• [Stated goal]
Copy every line of the items from the one containing "point: vegetation on" through the end of the items, inclusive. Leave the request lines as they are, and multiply each coordinate in the answers by 0.65, rounding to whole numbers with halves going up.

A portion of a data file
= = = = =
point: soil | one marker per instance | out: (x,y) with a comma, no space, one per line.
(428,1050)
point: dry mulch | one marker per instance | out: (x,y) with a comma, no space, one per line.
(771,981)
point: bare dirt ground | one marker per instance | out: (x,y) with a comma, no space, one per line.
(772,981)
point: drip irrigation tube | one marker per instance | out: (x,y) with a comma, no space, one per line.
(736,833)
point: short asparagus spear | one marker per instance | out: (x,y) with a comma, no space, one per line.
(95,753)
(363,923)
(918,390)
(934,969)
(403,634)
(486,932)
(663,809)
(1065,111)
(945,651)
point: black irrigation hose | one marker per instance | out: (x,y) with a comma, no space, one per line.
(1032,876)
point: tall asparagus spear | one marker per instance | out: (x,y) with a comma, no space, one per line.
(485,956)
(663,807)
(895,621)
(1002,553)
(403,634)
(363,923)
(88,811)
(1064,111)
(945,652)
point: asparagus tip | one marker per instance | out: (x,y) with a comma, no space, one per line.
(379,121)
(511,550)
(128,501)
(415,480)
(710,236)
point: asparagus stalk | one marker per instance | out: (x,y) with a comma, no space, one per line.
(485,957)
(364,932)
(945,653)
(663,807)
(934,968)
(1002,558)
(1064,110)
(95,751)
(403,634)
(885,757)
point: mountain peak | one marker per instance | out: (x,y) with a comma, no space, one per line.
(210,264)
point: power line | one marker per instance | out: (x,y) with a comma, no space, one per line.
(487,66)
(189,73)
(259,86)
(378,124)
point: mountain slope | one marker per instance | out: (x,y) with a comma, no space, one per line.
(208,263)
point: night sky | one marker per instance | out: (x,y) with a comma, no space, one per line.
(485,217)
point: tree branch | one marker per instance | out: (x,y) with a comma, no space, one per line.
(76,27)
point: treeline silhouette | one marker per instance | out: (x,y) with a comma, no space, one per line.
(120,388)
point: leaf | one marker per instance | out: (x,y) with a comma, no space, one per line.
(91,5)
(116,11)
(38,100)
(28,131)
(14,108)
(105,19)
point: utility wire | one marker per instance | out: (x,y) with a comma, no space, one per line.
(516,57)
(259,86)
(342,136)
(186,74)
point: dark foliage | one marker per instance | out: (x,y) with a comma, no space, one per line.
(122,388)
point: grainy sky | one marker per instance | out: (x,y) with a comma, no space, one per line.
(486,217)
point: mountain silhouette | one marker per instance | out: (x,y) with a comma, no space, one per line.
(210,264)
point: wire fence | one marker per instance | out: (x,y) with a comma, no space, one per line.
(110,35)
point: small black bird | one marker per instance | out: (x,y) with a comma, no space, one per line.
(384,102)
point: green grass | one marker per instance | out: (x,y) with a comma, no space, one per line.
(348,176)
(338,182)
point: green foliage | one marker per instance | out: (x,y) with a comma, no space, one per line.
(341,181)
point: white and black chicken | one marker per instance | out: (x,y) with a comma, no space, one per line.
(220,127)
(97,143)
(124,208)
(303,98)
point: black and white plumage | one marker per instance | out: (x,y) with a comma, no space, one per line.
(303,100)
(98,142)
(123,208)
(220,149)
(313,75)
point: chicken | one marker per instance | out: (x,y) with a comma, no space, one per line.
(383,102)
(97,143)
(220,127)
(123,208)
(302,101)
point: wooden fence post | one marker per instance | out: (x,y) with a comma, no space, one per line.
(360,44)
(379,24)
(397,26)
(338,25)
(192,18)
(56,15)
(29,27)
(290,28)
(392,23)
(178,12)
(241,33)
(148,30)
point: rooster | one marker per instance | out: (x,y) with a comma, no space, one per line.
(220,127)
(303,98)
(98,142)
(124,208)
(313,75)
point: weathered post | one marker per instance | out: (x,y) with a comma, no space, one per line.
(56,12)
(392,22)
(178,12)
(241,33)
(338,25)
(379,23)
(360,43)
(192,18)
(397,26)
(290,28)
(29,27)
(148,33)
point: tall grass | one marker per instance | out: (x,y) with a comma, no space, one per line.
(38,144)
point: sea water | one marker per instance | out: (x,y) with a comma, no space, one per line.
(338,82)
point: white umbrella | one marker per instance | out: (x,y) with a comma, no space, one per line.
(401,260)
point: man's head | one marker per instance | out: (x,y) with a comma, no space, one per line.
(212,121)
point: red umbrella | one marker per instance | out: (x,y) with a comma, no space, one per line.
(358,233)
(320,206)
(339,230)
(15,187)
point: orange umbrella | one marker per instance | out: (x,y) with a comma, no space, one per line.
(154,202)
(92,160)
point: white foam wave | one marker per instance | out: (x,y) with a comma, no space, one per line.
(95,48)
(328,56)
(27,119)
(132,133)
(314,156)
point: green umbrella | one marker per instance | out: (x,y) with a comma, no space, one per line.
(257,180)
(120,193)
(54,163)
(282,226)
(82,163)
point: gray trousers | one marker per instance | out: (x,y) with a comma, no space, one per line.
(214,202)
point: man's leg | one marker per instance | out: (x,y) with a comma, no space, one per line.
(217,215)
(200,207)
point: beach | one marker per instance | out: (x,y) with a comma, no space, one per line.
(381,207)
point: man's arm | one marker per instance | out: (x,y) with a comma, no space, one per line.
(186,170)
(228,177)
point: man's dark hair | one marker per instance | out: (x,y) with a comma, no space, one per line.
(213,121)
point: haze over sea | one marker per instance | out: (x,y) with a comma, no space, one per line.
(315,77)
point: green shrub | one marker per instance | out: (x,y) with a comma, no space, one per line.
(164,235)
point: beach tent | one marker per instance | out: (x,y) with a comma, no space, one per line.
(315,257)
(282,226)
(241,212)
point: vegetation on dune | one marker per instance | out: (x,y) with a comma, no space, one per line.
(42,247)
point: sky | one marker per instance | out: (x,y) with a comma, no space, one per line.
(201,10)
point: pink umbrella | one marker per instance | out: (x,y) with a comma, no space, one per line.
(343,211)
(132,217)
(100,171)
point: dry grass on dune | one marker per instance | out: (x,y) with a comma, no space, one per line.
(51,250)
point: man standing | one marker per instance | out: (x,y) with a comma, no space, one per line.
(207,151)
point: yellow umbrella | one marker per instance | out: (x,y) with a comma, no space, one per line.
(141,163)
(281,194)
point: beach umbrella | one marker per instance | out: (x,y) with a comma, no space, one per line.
= = = = =
• [Solution to this task]
point: vegetation on dune | one marker per instance | out: (x,y) with a comma, no space, one per line.
(27,161)
point: sky | one marker per instance | out: (x,y) with a comma, no space, one per line.
(131,7)
point: pink umbrella | one marker per instance | out: (x,y) with a comma, no space, one per line.
(223,137)
(86,141)
(65,111)
point: dry grass on dune | one marker per instance | out: (x,y) with a comma, no space, one per line.
(33,163)
point: man standing | one marker per instance | out: (x,y) with a comma, no space, one per line.
(135,98)
point: yellow umbrella | one marker per instance | out: (x,y) with a comma, no space, one per line.
(92,106)
(183,126)
point: beach umbrella | one marker per instance | out: (x,y) with a comma, no space, one per line.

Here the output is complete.